Top of Material to process
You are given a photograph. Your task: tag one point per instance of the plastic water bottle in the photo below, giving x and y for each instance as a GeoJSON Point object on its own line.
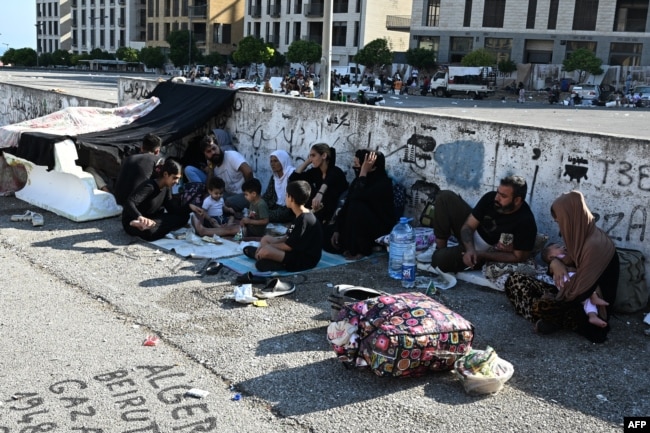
{"type": "Point", "coordinates": [408, 267]}
{"type": "Point", "coordinates": [402, 237]}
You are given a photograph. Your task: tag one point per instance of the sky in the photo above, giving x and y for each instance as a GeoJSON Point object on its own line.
{"type": "Point", "coordinates": [17, 24]}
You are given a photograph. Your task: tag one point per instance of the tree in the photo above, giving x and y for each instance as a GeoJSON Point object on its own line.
{"type": "Point", "coordinates": [479, 57]}
{"type": "Point", "coordinates": [375, 53]}
{"type": "Point", "coordinates": [252, 50]}
{"type": "Point", "coordinates": [304, 52]}
{"type": "Point", "coordinates": [214, 59]}
{"type": "Point", "coordinates": [422, 58]}
{"type": "Point", "coordinates": [127, 54]}
{"type": "Point", "coordinates": [583, 61]}
{"type": "Point", "coordinates": [152, 57]}
{"type": "Point", "coordinates": [179, 42]}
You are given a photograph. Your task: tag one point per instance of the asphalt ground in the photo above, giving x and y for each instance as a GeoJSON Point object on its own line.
{"type": "Point", "coordinates": [79, 299]}
{"type": "Point", "coordinates": [502, 107]}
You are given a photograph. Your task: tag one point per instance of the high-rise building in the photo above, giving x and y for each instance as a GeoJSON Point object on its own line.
{"type": "Point", "coordinates": [534, 31]}
{"type": "Point", "coordinates": [354, 24]}
{"type": "Point", "coordinates": [81, 26]}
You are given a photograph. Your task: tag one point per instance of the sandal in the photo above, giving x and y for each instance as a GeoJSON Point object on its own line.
{"type": "Point", "coordinates": [249, 278]}
{"type": "Point", "coordinates": [27, 216]}
{"type": "Point", "coordinates": [275, 288]}
{"type": "Point", "coordinates": [250, 251]}
{"type": "Point", "coordinates": [37, 219]}
{"type": "Point", "coordinates": [213, 268]}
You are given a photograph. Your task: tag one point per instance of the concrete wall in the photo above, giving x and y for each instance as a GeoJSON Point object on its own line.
{"type": "Point", "coordinates": [468, 156]}
{"type": "Point", "coordinates": [18, 103]}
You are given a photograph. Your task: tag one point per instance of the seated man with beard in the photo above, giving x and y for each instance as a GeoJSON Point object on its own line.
{"type": "Point", "coordinates": [500, 228]}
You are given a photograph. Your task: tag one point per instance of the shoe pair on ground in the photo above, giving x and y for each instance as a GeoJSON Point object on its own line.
{"type": "Point", "coordinates": [262, 265]}
{"type": "Point", "coordinates": [35, 218]}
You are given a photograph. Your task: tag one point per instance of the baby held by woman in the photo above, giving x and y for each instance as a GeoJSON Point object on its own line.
{"type": "Point", "coordinates": [590, 305]}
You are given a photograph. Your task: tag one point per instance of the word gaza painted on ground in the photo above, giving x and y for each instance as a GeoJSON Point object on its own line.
{"type": "Point", "coordinates": [144, 399]}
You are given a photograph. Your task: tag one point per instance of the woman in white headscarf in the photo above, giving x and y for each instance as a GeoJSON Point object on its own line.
{"type": "Point", "coordinates": [282, 167]}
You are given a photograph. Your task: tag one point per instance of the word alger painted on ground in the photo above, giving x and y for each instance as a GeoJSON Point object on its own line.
{"type": "Point", "coordinates": [135, 395]}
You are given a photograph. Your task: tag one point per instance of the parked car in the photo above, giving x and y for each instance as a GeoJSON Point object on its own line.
{"type": "Point", "coordinates": [587, 91]}
{"type": "Point", "coordinates": [641, 94]}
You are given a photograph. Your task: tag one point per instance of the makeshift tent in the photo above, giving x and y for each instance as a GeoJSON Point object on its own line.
{"type": "Point", "coordinates": [183, 109]}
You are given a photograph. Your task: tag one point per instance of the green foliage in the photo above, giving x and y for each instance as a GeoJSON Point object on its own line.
{"type": "Point", "coordinates": [583, 61]}
{"type": "Point", "coordinates": [152, 57]}
{"type": "Point", "coordinates": [507, 66]}
{"type": "Point", "coordinates": [479, 57]}
{"type": "Point", "coordinates": [375, 53]}
{"type": "Point", "coordinates": [252, 50]}
{"type": "Point", "coordinates": [422, 58]}
{"type": "Point", "coordinates": [304, 52]}
{"type": "Point", "coordinates": [127, 54]}
{"type": "Point", "coordinates": [277, 61]}
{"type": "Point", "coordinates": [179, 42]}
{"type": "Point", "coordinates": [214, 59]}
{"type": "Point", "coordinates": [20, 57]}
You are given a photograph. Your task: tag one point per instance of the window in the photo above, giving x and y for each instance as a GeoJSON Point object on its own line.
{"type": "Point", "coordinates": [493, 13]}
{"type": "Point", "coordinates": [339, 33]}
{"type": "Point", "coordinates": [226, 33]}
{"type": "Point", "coordinates": [586, 19]}
{"type": "Point", "coordinates": [467, 17]}
{"type": "Point", "coordinates": [631, 15]}
{"type": "Point", "coordinates": [625, 54]}
{"type": "Point", "coordinates": [296, 31]}
{"type": "Point", "coordinates": [572, 46]}
{"type": "Point", "coordinates": [552, 14]}
{"type": "Point", "coordinates": [340, 6]}
{"type": "Point", "coordinates": [500, 47]}
{"type": "Point", "coordinates": [433, 13]}
{"type": "Point", "coordinates": [532, 12]}
{"type": "Point", "coordinates": [459, 47]}
{"type": "Point", "coordinates": [430, 43]}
Bottom of Material to process
# To do
Output the material word for word, omitting its pictures.

# Answer space
You are given a photograph. Your task: tag one point per instance of the plastic water bottle in the photo below, giving x and y for each instance as a GeoJSON Point object on its own line.
{"type": "Point", "coordinates": [408, 267]}
{"type": "Point", "coordinates": [402, 237]}
You are given a photograph. Your task: tag one point per instance of the sky in the photo above, giving x and y for each instance as a GeoJSON Point object on its own line.
{"type": "Point", "coordinates": [17, 24]}
You are given a photograph. Your task: tag one point per instance of the tree in the photo above, giving x and y for each instance as a GeoJSON Point object on its own line.
{"type": "Point", "coordinates": [479, 57]}
{"type": "Point", "coordinates": [375, 53]}
{"type": "Point", "coordinates": [252, 50]}
{"type": "Point", "coordinates": [304, 52]}
{"type": "Point", "coordinates": [214, 59]}
{"type": "Point", "coordinates": [422, 58]}
{"type": "Point", "coordinates": [127, 54]}
{"type": "Point", "coordinates": [583, 61]}
{"type": "Point", "coordinates": [152, 57]}
{"type": "Point", "coordinates": [179, 42]}
You are given a photograph. Your task: tag one point per instance of the asphalt ground in the photo above, giving x and y for each instance as a GeoJSON Point object on its own line.
{"type": "Point", "coordinates": [79, 299]}
{"type": "Point", "coordinates": [502, 107]}
You are given a photograph. Your task: tag one point per instance of the high-rise building in the photo above, giving x and y for each instance as a GeoJSON Point object on its own line.
{"type": "Point", "coordinates": [534, 31]}
{"type": "Point", "coordinates": [354, 24]}
{"type": "Point", "coordinates": [81, 26]}
You are given a photograph. Your task: tag one point per instance of the sandal in the photo above, giving x and y for each instance as a GeoJSON Point object on its own line.
{"type": "Point", "coordinates": [249, 278]}
{"type": "Point", "coordinates": [27, 216]}
{"type": "Point", "coordinates": [275, 288]}
{"type": "Point", "coordinates": [250, 251]}
{"type": "Point", "coordinates": [37, 219]}
{"type": "Point", "coordinates": [213, 268]}
You are given a photograph. Your task: tag one point per instance of the concrete wall in the photo above, giving x and y for each instance as a GeoJSON Point object on its own line.
{"type": "Point", "coordinates": [468, 156]}
{"type": "Point", "coordinates": [18, 103]}
You are given a photograph. Your task: tag one point per instance of the seated man with beard in the photo above, giving x and y for each instance as a GeoJSON Point object on its own line.
{"type": "Point", "coordinates": [500, 228]}
You are given a photograph. Your task: tag one point per instance of the shoe pair on ground in the photo above, giving x and y for each instance as a GeoJSON Point object on its own line.
{"type": "Point", "coordinates": [262, 265]}
{"type": "Point", "coordinates": [35, 218]}
You are given a photograph. Your task: tag one point per instance of the baby held by woman in the photo above, giving x and y for each instance as a GeoJSON Point object on its own line.
{"type": "Point", "coordinates": [590, 305]}
You are given a photograph. Your task: tag one point per instance of the word gaza painted on ground in the photo above, giving x and y for each instance as a GeoJSON Point object on its own line.
{"type": "Point", "coordinates": [144, 399]}
You are given a photograph. Your task: tag one point per instance of the woman in white headscarf in the photo above, giving x and y for each instance as a GeoJSON Point object on its own line.
{"type": "Point", "coordinates": [282, 167]}
You are given a photograph. Your task: tag one point per instance of the word alger painted on ground in the photo above, giving x and y for each instance as a GeoJSON Point object on its own line.
{"type": "Point", "coordinates": [135, 395]}
You are given a photograph. Your task: tag one point per instance of the parked car in the photo above, giving x and y for each instance as a GeoJSON Point object on its own line.
{"type": "Point", "coordinates": [587, 91]}
{"type": "Point", "coordinates": [641, 94]}
You are given a photograph. Your task: tag one point per instance of the makeshift tent in the photo above, giving x and y for each instance as a GeoJSON Point object on its own line.
{"type": "Point", "coordinates": [183, 109]}
You are given a photograph. Your task: tag one point per instance of the green foliage in the photo above, giving x and y for each instance as a GeoJSON Point object on its own line.
{"type": "Point", "coordinates": [583, 61]}
{"type": "Point", "coordinates": [152, 57]}
{"type": "Point", "coordinates": [507, 66]}
{"type": "Point", "coordinates": [479, 57]}
{"type": "Point", "coordinates": [375, 53]}
{"type": "Point", "coordinates": [252, 50]}
{"type": "Point", "coordinates": [422, 58]}
{"type": "Point", "coordinates": [304, 52]}
{"type": "Point", "coordinates": [127, 54]}
{"type": "Point", "coordinates": [277, 61]}
{"type": "Point", "coordinates": [179, 42]}
{"type": "Point", "coordinates": [214, 59]}
{"type": "Point", "coordinates": [20, 57]}
You are given a photograph. Your task: tag one point per instance of the window in the photo above, giving x and y for each instance as a GeoJSON Point object on its own line.
{"type": "Point", "coordinates": [493, 13]}
{"type": "Point", "coordinates": [339, 33]}
{"type": "Point", "coordinates": [226, 33]}
{"type": "Point", "coordinates": [586, 19]}
{"type": "Point", "coordinates": [467, 17]}
{"type": "Point", "coordinates": [631, 15]}
{"type": "Point", "coordinates": [625, 54]}
{"type": "Point", "coordinates": [296, 31]}
{"type": "Point", "coordinates": [572, 46]}
{"type": "Point", "coordinates": [552, 14]}
{"type": "Point", "coordinates": [340, 6]}
{"type": "Point", "coordinates": [500, 47]}
{"type": "Point", "coordinates": [433, 13]}
{"type": "Point", "coordinates": [532, 12]}
{"type": "Point", "coordinates": [459, 47]}
{"type": "Point", "coordinates": [430, 43]}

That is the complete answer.